July 26, 2009

Bastille Day Wrap Up - Almond Frangipane Tart with Toffee Pear

Almond frangipan tart with toffee pear 4

And now for another installment of the ongoing saga that was Bastille Day. For all you following along, we are now up to the dessert section of the meal. Let me tell you I am very impressed with myself with this little dessert. The images here are of my "experimental" tart. I had a pretty clear idea of what I wanted to achieve, I just wanted to test whether it would come together well or if it was a massive flop. I cheated, again, and used ready-made shortcrust pastry for the trial. I knew I would use sweet almond pastry and that always works well, I just wasn't sure about the actual pear component of the tart.

Almond frangipan tart with toffee pear
I'm one of those people that always strikes it lucky when I cook something for the first time, well usually.....my macaron effort broke my lucky streak! Damn you macaron! But with this tart I wasn't overally confident. I wanted to achieve something that was restaurant quality, both in look and flavour. I had never used an oven to dehydrate fruit before, bread?....yes, cakes?...yes but dehydrated cakes are usually not the intended result. My dehydrated fruit turned out awesome, so much so I've been dehydrating up a storm! Its a perfect way to use that fruit that is so close to making it to the compost bin. The second part of the pear was dipping it in some toffee and getting a good crunch when biting into it. Chilling the toffee quite quickly after it is added to the pear achieves a nice teeth splitting crunch.
Almond frangipan tart with toffee pear 3

Jolly gosh was I stoked with myself. I served it up to the unsuspecting Daz and let him eat it without saying a word. After he had consumed the last crumb, I asked him, in the calmest voice I could muster, "do you think that is a restaurant recipe?or something I made myself?" Without a split second of a pause he said "Restaurant! No way that's you!" Score, mission accomplished.

(Position annotation items)
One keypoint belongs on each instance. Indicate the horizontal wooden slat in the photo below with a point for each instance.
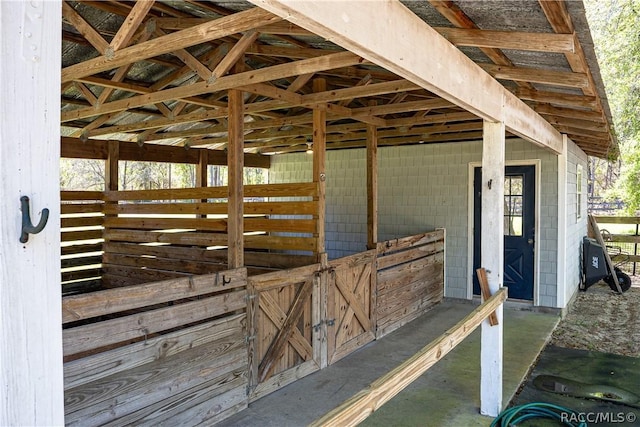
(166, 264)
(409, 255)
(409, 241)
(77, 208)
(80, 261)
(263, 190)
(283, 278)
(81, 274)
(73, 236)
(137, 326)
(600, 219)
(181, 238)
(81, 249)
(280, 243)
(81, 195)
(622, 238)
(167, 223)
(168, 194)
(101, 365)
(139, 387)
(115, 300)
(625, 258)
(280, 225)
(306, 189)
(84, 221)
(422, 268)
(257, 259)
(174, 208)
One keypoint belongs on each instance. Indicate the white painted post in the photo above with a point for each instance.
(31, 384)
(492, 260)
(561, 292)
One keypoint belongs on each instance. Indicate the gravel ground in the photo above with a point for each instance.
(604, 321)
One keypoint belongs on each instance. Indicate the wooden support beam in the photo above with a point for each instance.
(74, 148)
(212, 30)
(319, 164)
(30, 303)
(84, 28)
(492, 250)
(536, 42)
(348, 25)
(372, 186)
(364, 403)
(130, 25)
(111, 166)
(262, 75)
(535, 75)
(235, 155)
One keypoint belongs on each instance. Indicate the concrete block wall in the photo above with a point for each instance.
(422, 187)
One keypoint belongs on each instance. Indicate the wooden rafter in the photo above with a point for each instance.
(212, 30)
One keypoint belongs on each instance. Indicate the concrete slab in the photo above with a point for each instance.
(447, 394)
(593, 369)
...
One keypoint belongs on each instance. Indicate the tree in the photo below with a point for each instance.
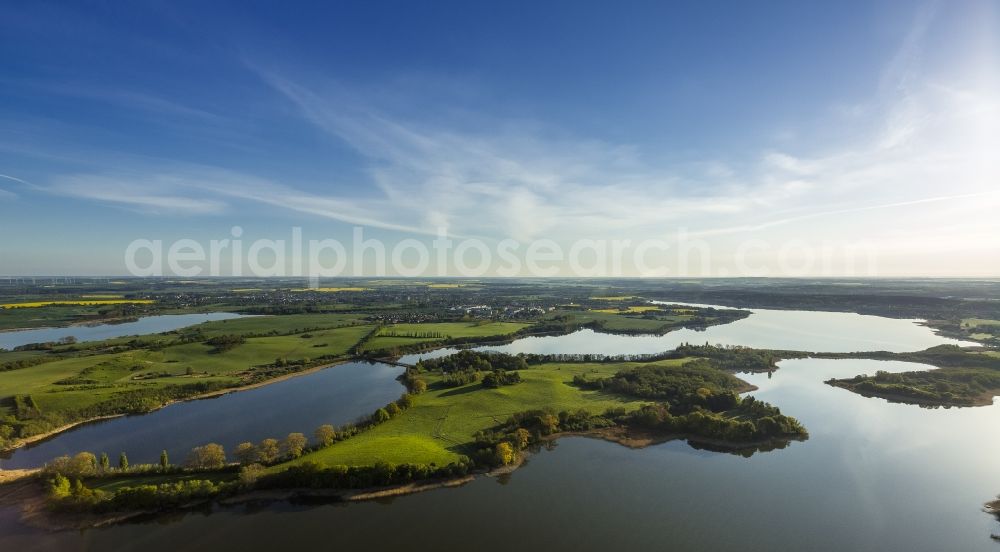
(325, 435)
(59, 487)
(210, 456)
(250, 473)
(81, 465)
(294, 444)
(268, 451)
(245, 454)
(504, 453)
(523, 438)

◆ Written tasks ◆
[A] In the blog post about the almond frangipane tart, what kind of pastry did the writer use for the trial tart?
[B] Carry on writing the blog post about the almond frangipane tart, starting right after its last sentence.

◆ Answers for this exercise ◆
[A] Ready-made shortcrust pastry.

[B]
When I served it at the party, everyone wanted more pear. I had made about 20 pear slices dipped in toffee, it was all gone....very quickly.

So here is my recipe for Almond frangipane tart with toffee pear.

Makes 8 tarlets


For Dehydrated Pears/Toffee Pears
2 pears sliced thinly
100 g Castor sugar

For Sweet Almond pastry (this makes alot of pastry, but it freezes really well, just defrost in the fridge overnight to use again)

1¼ cups plain flour
1/3 cup pure icing sugar
¼ cup almond meal
125 g cold butter, coarsely chopped
1 egg yolk

For Almond Frangipane

80 g slivered almonds, lightly toasted
50 g butter
50 g pure icing sugar
50 g almond meal
1 tsp plain flour
1 egg, lightly whisked
20 ml port

To Garnish

Icing sugar to dust
Cream, whipped and flavoured with vanilla essence or vanilla beans


For Dehydrated Pears/Toffee pears

1. Line a flat baking tray with some baking paper. Arrange the pear slices on the tray making sure that the slices do not overlap.

2. Place in the over with it at the lowest setting possible. Bake for about 4 hours or until dehydrated but still soft, i.e. not crunchy. Alternatively you can put the pear slices in a hot over, after its been turned off, and leave them in there overnight, similar to making dried bread crumbs.

3. Prepare a baking tray by lining it with some baking paper and putting it in the fridge to chill, this is important to get a very crunchy toffee. To make the toffee, place sugar in a small heavy based saucepan, add a few tablespoons of water, enough to wet the sugar. Heat over medium heat until toffee in colour and smell, remove from heat. Take tray from the fridge and working quickly, one by one, dip the half the dehydrated pear slice in the toffee. Place the slices on the tray and return to the fridge. Remember to be very careful as the toffee is extremely hot. Adriano Zumbo's tip of having a bowl of cool water near by is spot on. If you get a drop of the toffee on your fingers, quickly dip them in the water to solidify the toffee before it burns you.

dehydrated pear

For sweet almond pastry

1. Using a food processor, process dry ingredients until combined,

2 Add butter and process until fine crumbs form.

3. Add egg yolk and 1 tbsp cold water and process until mixture just forms a dough.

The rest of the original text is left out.